* _Records shown_
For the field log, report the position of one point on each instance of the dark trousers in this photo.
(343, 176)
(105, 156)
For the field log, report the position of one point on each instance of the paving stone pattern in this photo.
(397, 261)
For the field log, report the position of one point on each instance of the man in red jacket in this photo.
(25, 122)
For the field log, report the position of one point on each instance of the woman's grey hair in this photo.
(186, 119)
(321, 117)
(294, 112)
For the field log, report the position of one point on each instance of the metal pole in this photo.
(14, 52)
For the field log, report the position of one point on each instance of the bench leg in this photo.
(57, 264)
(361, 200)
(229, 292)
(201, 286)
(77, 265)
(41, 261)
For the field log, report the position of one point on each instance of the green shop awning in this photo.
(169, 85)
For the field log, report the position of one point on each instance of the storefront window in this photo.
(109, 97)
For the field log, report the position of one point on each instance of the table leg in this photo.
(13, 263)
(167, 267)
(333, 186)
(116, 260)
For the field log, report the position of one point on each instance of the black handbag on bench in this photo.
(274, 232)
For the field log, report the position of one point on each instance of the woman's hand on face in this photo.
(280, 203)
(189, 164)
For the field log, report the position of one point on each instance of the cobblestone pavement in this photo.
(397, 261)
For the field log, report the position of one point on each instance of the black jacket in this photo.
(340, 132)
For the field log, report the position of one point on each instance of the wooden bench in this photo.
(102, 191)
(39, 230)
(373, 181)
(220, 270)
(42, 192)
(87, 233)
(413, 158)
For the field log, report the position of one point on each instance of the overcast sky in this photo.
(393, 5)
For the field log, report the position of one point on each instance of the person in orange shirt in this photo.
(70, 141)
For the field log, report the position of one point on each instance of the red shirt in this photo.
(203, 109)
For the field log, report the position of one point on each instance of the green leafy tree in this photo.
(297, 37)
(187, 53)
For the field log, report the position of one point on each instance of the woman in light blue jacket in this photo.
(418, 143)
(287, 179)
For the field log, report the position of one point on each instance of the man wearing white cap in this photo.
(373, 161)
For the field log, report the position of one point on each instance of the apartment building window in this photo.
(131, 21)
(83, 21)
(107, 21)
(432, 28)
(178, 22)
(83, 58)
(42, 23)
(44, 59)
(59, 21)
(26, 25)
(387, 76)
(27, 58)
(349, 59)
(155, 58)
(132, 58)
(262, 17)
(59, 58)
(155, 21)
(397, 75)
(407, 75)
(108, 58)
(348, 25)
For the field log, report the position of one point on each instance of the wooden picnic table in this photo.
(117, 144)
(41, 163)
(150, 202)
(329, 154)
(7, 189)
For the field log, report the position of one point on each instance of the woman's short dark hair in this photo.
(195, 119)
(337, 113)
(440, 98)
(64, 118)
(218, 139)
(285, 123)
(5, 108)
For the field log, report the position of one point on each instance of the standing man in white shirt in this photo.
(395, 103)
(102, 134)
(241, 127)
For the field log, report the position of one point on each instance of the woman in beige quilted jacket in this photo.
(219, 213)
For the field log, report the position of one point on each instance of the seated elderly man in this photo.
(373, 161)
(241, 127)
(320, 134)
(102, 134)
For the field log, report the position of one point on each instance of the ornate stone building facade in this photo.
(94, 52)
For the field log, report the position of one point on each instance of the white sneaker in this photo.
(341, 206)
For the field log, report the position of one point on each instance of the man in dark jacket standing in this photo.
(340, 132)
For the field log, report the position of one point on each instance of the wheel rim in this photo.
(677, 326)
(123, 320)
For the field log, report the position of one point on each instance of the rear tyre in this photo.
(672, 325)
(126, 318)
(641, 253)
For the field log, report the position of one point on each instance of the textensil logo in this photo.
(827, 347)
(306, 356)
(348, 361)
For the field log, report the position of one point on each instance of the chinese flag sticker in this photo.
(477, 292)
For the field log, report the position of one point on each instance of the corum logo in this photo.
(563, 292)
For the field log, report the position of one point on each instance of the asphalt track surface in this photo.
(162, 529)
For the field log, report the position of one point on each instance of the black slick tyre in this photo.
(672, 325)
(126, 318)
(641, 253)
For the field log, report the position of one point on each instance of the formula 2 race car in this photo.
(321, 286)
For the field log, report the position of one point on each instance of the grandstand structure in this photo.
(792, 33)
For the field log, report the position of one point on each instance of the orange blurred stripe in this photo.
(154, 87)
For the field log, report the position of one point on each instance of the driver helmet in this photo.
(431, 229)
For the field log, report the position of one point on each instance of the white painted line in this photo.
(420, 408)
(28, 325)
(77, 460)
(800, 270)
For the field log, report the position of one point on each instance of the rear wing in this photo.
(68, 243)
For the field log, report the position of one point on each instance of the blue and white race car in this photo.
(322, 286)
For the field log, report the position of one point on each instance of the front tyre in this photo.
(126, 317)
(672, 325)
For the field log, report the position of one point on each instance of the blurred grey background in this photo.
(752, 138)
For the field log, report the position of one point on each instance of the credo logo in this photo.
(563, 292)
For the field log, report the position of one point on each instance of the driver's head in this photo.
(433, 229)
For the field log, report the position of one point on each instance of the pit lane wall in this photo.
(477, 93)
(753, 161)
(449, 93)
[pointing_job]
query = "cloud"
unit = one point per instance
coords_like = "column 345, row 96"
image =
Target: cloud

* _Objective_
Recast the records as a Markdown table with a Row column for the row number and a Line column for the line itself, starting at the line that contains "white race car in this photo." and ending at the last line of the records. Leave out any blank lines.

* _Solution to the problem_
| Row | Line |
|---|---|
| 1 | For the field log, report the position of one point on each instance of the blue and white race car in this photo. |
| 2 | (322, 286) |
| 3 | For the field log, report the position of one point on each instance of the front tyre in this photo. |
| 4 | (126, 317) |
| 5 | (672, 325) |
| 6 | For the field log, report the position of one point on each instance of the blurred grey background in this photo. |
| 7 | (752, 138) |
| 8 | For the field log, report the position of one point on each instance of the credo logo in this photo. |
| 9 | (563, 292) |
| 10 | For the field log, report the position of one point on each instance of the driver's head in this photo. |
| 11 | (433, 229) |
| 12 | For the field log, report the position of one point on each instance of the pit lane wall in this photo. |
| 13 | (477, 93) |
| 14 | (753, 161) |
| 15 | (449, 93) |
| 16 | [pointing_job] |
| 17 | query = "cloud" |
| 18 | unit = one point per instance |
| 19 | coords_like = "column 345, row 96" |
| 20 | image = |
| 21 | Target: cloud |